* [Task instructions]
[a] Summarize the excerpt on self-esteem in two sentences.
[b] Extend the self-esteem advice from the point where it ends.

Excerpt START

Whatever you decide, self-exploration is key in raising your self-esteem. Talk to your partner, share your strengths and areas that you may need some extra support and remember that ultimately you take care of you.

Dr. Jess O’Reilly

Resident Sexologist, Astroglide

How you feel about yourself affects how you perceive and treat others, which in turn, affects how they perceive and treat you.

It’s important to note that confidence isn’t a fixed state, but an experience that fluctuates over time. You may feel confident one day and face challenges in self-esteem the next.

If you’re dealing with low self-esteem:

Consider your social circle

Do they treat you well? Do they treat one another well? Are they kind to themselves?

The people with whom you surround yourself influence your self-image and self-esteem.

For example, body image is contagious and if your friends speak disparagingly about their bodies, you’re likely to do the same. You may need to cut off conversations that center on body-negativity or subvert these dialogues by talking about how much you like your body.

Repeat compliments to yourself three times

When someone criticizes you, you’re likely to replay their criticism over and over again (until you begin to believe it).

Flip the switch and do the same with compliments. Instead of brushing them off, say thank you with grace and then repeat the compliment to yourself a few times in your head (e.g. I’m really witty).

Be honest about your vulnerabilities so that you can address them head-on

Oftentimes, we avoid dealing with issues (e.g. insecurity, jealousy) because we refuse to name them.

Instead of pretending that you’re not jealous, acknowledge the feeling. Jealous is a universal experience and if you can admit why you’re jealous, you can make behavioural and cognitive changes in order to address it effectively.

Excerpt END
Records START

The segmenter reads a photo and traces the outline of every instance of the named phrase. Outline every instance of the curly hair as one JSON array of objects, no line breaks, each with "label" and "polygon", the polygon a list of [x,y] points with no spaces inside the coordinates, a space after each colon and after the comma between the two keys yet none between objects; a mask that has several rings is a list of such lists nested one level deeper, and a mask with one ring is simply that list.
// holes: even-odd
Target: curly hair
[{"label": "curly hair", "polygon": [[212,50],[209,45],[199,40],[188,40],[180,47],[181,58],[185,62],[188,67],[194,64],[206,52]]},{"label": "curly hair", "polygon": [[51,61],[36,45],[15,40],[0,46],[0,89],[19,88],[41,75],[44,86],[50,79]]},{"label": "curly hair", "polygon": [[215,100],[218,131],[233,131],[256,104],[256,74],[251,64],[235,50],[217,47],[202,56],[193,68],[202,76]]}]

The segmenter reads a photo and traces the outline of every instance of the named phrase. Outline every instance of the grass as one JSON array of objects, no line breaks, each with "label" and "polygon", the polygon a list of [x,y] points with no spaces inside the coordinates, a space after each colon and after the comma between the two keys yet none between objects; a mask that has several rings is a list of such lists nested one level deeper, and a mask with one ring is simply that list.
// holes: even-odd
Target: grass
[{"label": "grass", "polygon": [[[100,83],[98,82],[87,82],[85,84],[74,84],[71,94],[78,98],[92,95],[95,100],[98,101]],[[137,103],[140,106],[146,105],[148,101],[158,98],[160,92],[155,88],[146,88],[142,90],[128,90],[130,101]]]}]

Records END

* [Responses for each task]
[a] The excerpt calls self-exploration key to raising self-esteem, notes that how you feel about yourself affects how you treat others and how they treat you, and describes confidence as an experience that fluctuates over time rather than a fixed state. For low self-esteem, it advises considering whether your social circle treats you well, repeating compliments to yourself three times, and being honest about vulnerabilities such as jealousy so you can address them head-on.

[b]
If your partner is dealing with low self-esteem:

#1 First you need to accept that in a healthy relationship you’re not responsible for their self-esteem; you may influence how they feel about themselves, but ultimately, they have to take responsibility for their own thoughts, behaviours, and feelings.

You can, however, support them with words of affirmation. Even if something seems obvious (e.g. they’re really smart), be sure to verbalize your positive perceptions of them and model receiving compliments with grace when it’s your turn.

#2 Be aware of their soft-spots or triggers.

For example, if you know their low self-esteem is related to how their parents treat them, be mindful of how you approach the topic.

They may complain about their parents, but you may want to avoid joining in on the criticism. Instead, help them to reframe how they see their parents treatment (e.g. perhaps their parents are highly critical of them, but it’s a reflection of their own perceived shortcomings).

#3 Give them space to grow on their own.

Self-expansion theory suggests that we’re happiest in our relationships when we are given space to grow and embrace new experiences.

You may be inclined to try to be their sole source of support in order to boost their self-esteem or you may want to protect them from potentially deflating experiences, but they’ll be better off if you offer support while also making space for individuality and personal growth.

Adi Jaffe, PhD

Speaker | Author, The Abstinence Myth

Self-esteem can be improved through long-term positive interactions

Low self-esteem often feels like a trait to those who struggle with it – something constant and unchangeable. This is often due to a long history of carrying around self-doubt and anxieties around fitting in with others, being rejected and/or not being good enough for a whole host of reasons (physical, psychological, social and the like).

Nevertheless, I’ve found that self-esteem can absolutely be improved through long-term positive interactions and a resetting of expectations and perspective.

Some examples of techniques that are relevant here broadly are Cognitive Behavioral Therapy and Mindfulness.

While there are many ways that individuals deal with low self-esteem in their everyday lives, being in a relationship can prove especially challenging for anyone struggling with low self-esteem because they can often either a) look for their partner to fix their self-esteem struggles or b) isolate and detach from the relationship due to feeling of low self-worth.

In my experience, one of the best solutions for this is transparency in the relationship and a deepening of the connection, often specifically around the internal struggles.

I’ve found that, while many individuals try to avoid or ignore the self-esteem problem, being open about it can lead to much more constructive long-term solutions.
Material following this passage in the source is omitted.